Work to complete: Rescale these records by repeating every line, requests included, and multiplying each x and y coordinate in the answers by 2.05, rounding to the nearest whole number with halves rounded up. Leave the numbers in the requests and in their format samples unchanged.

Entries provided:

════════════════

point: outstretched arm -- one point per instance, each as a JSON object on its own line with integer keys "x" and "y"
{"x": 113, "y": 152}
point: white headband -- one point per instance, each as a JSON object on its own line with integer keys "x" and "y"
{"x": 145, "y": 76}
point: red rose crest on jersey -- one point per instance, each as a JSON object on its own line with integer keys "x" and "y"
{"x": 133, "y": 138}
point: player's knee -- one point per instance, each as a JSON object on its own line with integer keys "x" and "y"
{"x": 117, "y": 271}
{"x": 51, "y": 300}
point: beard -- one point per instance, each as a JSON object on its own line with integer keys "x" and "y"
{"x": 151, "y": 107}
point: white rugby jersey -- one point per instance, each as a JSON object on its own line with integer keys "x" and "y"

════════════════

Task output:
point: outstretched arm -- one point per instance, each as a JSON object on its own line with integer keys "x" and "y"
{"x": 232, "y": 312}
point: white headband -- one point per instance, each as a JSON object on its own line with integer keys "x" and "y"
{"x": 297, "y": 156}
point: red rose crest on jersey -- one point per instance, each as a JSON object on its own line with integer keys "x" and "y"
{"x": 273, "y": 283}
point: player's knee -- one point per instance, each as a JSON object on its own line with integer keys "x" and "y"
{"x": 240, "y": 556}
{"x": 105, "y": 615}
point: beard -- one point per instance, each as a JSON object on its own line with integer keys "x" and "y"
{"x": 310, "y": 219}
point: white rugby jersey -- one point per instance, each as a JSON object on its own line with integer keys "x" and "y"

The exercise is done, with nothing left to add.